下面哪些行含有字符串“small”？请逐行列出，区分大小写。

• 任务材料

-------------------------

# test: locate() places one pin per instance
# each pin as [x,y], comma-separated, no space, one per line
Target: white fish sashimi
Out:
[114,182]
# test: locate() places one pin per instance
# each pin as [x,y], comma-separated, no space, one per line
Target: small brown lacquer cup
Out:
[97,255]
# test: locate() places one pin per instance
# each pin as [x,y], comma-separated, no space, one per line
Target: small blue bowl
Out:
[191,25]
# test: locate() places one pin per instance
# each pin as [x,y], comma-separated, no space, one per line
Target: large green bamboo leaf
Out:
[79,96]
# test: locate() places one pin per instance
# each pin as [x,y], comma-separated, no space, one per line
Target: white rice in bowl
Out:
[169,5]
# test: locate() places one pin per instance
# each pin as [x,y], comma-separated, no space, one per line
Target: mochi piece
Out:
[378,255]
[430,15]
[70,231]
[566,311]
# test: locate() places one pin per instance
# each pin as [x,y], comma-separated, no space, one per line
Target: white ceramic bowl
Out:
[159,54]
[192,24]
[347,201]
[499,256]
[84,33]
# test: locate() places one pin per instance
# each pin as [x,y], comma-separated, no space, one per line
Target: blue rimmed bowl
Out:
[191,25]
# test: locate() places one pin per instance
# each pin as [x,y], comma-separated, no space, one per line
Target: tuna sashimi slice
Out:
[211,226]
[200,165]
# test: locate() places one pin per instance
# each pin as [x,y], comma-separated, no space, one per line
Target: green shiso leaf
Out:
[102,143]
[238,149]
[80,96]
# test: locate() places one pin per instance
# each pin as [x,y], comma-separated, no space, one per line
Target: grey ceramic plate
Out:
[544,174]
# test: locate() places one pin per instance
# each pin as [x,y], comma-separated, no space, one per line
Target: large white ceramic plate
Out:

-------------------------

• 本题答案
Target: small brown lacquer cup
Target: small blue bowl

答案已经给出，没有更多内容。